● **EXERCISE PROMPT**
Give the entries again in full. Nothing may be altered.

● **DATA FOR THIS EXERCISE**
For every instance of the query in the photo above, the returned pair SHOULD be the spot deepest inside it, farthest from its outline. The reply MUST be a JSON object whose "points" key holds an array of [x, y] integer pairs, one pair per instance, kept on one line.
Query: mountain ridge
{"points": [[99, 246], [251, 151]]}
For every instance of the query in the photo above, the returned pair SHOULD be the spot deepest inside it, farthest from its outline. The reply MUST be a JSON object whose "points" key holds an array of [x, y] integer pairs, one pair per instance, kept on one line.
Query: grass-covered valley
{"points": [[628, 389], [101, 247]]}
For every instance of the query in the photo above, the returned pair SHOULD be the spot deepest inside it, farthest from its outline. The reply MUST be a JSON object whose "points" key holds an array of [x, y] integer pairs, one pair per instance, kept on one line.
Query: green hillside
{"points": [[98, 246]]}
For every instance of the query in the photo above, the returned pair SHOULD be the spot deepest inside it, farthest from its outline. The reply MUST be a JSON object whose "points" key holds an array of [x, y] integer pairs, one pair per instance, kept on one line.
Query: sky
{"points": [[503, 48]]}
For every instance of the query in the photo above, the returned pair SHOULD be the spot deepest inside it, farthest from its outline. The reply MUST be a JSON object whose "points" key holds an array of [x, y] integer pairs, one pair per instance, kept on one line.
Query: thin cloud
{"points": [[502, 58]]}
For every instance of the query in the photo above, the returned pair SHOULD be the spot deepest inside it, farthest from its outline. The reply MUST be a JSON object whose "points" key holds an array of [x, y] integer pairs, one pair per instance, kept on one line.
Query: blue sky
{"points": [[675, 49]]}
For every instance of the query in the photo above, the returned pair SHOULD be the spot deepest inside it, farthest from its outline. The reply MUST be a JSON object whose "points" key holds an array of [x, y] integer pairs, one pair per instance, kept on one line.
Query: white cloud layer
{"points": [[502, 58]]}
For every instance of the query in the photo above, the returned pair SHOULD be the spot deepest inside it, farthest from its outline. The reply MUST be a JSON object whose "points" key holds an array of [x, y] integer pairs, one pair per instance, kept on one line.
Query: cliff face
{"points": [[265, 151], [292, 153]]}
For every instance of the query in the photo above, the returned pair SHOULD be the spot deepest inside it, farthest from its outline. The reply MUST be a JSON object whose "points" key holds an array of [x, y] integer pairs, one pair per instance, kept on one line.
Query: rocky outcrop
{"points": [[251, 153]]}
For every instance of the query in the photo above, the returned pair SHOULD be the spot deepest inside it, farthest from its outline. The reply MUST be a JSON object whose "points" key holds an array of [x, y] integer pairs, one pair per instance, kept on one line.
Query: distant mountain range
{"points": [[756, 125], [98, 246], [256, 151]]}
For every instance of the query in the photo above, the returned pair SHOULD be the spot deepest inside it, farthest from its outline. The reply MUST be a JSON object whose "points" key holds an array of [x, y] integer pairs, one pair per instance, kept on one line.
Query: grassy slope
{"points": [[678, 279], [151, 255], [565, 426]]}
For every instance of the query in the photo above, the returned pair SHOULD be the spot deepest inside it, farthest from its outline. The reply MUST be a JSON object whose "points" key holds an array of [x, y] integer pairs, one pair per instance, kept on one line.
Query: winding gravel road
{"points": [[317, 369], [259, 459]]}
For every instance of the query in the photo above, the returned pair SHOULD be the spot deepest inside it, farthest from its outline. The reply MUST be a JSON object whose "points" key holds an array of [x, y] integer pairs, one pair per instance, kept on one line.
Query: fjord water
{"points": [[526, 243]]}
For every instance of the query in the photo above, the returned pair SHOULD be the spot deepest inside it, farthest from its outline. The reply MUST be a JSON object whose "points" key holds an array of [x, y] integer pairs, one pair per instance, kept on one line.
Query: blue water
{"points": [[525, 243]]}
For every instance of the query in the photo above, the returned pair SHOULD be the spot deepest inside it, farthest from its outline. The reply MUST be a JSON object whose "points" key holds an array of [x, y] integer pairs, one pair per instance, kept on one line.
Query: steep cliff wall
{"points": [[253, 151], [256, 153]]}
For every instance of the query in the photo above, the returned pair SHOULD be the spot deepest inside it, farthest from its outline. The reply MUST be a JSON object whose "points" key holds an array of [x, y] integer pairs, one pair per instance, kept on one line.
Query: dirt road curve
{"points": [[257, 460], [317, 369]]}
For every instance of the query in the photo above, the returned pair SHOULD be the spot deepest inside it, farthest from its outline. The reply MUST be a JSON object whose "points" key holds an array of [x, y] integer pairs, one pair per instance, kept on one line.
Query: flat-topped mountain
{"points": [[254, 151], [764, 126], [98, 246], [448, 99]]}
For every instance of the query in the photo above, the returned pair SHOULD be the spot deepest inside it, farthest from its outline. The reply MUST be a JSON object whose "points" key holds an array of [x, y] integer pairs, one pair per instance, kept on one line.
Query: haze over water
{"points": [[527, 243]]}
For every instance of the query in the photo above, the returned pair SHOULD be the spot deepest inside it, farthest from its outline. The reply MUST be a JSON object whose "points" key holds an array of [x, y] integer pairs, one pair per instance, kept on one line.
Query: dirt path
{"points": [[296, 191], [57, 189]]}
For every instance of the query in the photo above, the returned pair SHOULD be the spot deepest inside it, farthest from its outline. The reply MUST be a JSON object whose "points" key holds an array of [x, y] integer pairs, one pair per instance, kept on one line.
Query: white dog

● **WRITTEN RESPONSE**
For every instance of the query in the photo above, the returned pair SHOULD be the spot deepest inside it, farthest from its outline. The reply MUST be a JSON object whose "points" key holds an array of [x, y] integer pairs, one pair per instance, kept on one line.
Query: mountain ridge
{"points": [[99, 246], [251, 151]]}
For every instance of the query in the photo above, the returned pair SHOULD be the spot deepest inside it, farthest from its outline. The reply MUST be a JSON object whose "points" key holds an array of [x, y] integer pairs, one pair per instance, kept on one line.
Query: grass-covered valley
{"points": [[628, 389], [101, 247]]}
For every instance of the query in the photo above, the returned pair SHOULD be the spot deepest inside it, farthest from its outline. The reply MUST be a JSON object whose "points" key holds an array of [x, y] integer pairs, one pair per instance, kept on one line.
Query: green hillside
{"points": [[98, 246]]}
For every instance of the query in the photo above, the returned pair SHOULD be the spot deepest inside it, farthest from its outline. The reply MUST be a JSON object whose "points" key holds an array of [x, y] integer pairs, one pair per instance, kept on one line.
Query: sky
{"points": [[503, 48]]}
For every instance of the query in the photo above, the returned pair SHOULD be the spot deepest inside it, farthest from its outline. The reply MUST be a JSON object whose "points" key holds an array of [x, y] integer pairs, one pair per instance, kept on one line.
Query: thin cloud
{"points": [[502, 58]]}
For every instance of the query in the photo above, the returned pair SHOULD be the spot deepest inside it, farthest from its outline. The reply MUST be a JSON object whose "points" key holds an array of [x, y] integer pairs, one pair per instance, kept on one line.
Query: blue sky
{"points": [[675, 49]]}
For every instance of the query in the photo above, the returned pair SHOULD be the spot deepest inside it, farthest from its outline. The reply MUST be a JSON object whose "points" key holds an array of [x, y] integer pairs, one pair per instance, kept on one line.
Query: white cloud layer
{"points": [[502, 58]]}
For every instance of the query in the photo above, the returned pair SHOULD be the spot deepest inside it, farthest from its outline. The reply MUST be a JSON object whose "points" key holds an array of [x, y] integer pairs, one pair per instance, kept on one line.
Query: cliff face
{"points": [[265, 151], [292, 153]]}
For every instance of the query in the photo above, the returned pair SHOULD be the spot deepest inside it, farthest from its outline. The reply MUST be a JSON object whose "points" key holds an array of [x, y] integer pairs, one pair per instance, kept on one line.
Query: rocky outcrop
{"points": [[251, 153]]}
For every instance of the query in the photo above, the returned pair SHOULD be the spot deepest inside it, farthest from its outline. The reply MUST be a JSON object whose "points" key holds an array of [x, y] integer pairs, one pair per instance, kept on one line.
Query: distant mountain range
{"points": [[756, 125], [98, 246], [256, 151]]}
For every instance of the query in the photo above, the returned pair SHOULD be the spot deepest inside it, farthest from its outline. The reply MUST be a JSON object whose "points" key holds an array of [x, y] integer pairs, one pair per instance, kept on one line.
Query: grassy slope
{"points": [[678, 279], [151, 255], [565, 426]]}
For every instance of the query in the photo above, the returned pair SHOULD be the spot deepest inside it, farthest from its outline. The reply MUST be a JSON object whose "points" key holds an array of [x, y] integer pairs, one pair per instance, kept on one line.
Query: winding gravel road
{"points": [[317, 369], [259, 459]]}
For every instance of the query in the photo above, the returned pair SHOULD be the spot deepest inside it, farthest from its outline. The reply MUST be a JSON object whose "points" key holds an array of [x, y] integer pairs, one pair per instance, kept on one line.
Query: fjord water
{"points": [[526, 243]]}
For every instance of the query in the photo above, the returned pair SHOULD be the spot deepest inside it, farthest from its outline. The reply MUST be a JSON object whose "points" key holds an array of [x, y] integer pairs, one pair per instance, kept on one line.
Query: blue water
{"points": [[525, 243]]}
For every instance of the query in the photo above, the returned pair SHOULD be the spot deepest inside it, farthest from its outline. The reply MUST be a JSON object whose "points" key holds an array of [x, y] integer pairs, one pair per instance, kept on one line.
Query: steep cliff wall
{"points": [[253, 151], [256, 153]]}
For every instance of the query in the photo above, the returned pair SHOULD be the spot deepest inside it, farthest from its outline. The reply MUST be a JSON object whose "points" key holds an array of [x, y] integer pairs, one pair per instance, kept on one line.
Query: dirt road curve
{"points": [[257, 460], [317, 369]]}
For every instance of the query in the photo above, the returned pair SHOULD be the spot deepest inside it, farthest from its outline. The reply MUST be a JSON object whose "points" key holds an array of [x, y] integer pairs, one pair per instance, kept on one line.
Query: flat-topped mountain
{"points": [[254, 151], [764, 126], [98, 246], [448, 99]]}
For every instance of the query in the photo above, the returned pair SHOULD be the spot deepest inside it, farthest from its outline. The reply MUST be a JSON object whose "points" key holds an array of [x, y] integer pairs, one pair per instance, kept on one line.
Query: haze over water
{"points": [[527, 243]]}
For every instance of the query in the photo above, the returned pair SHOULD be the spot deepest inside it, farthest from its outline. The reply MUST be a JSON object whose "points" key holds an array of [x, y] integer pairs, one pair per instance, kept on one line.
Query: dirt path
{"points": [[296, 191], [57, 189]]}
For every instance of the query in the photo above, the returned pair SHOULD be the spot deepest inside it, farthest from its outline. The reply MUST be a JSON object whose "points" key holds an array of [x, y] integer pairs, one pair per instance, kept on one line.
Query: white dog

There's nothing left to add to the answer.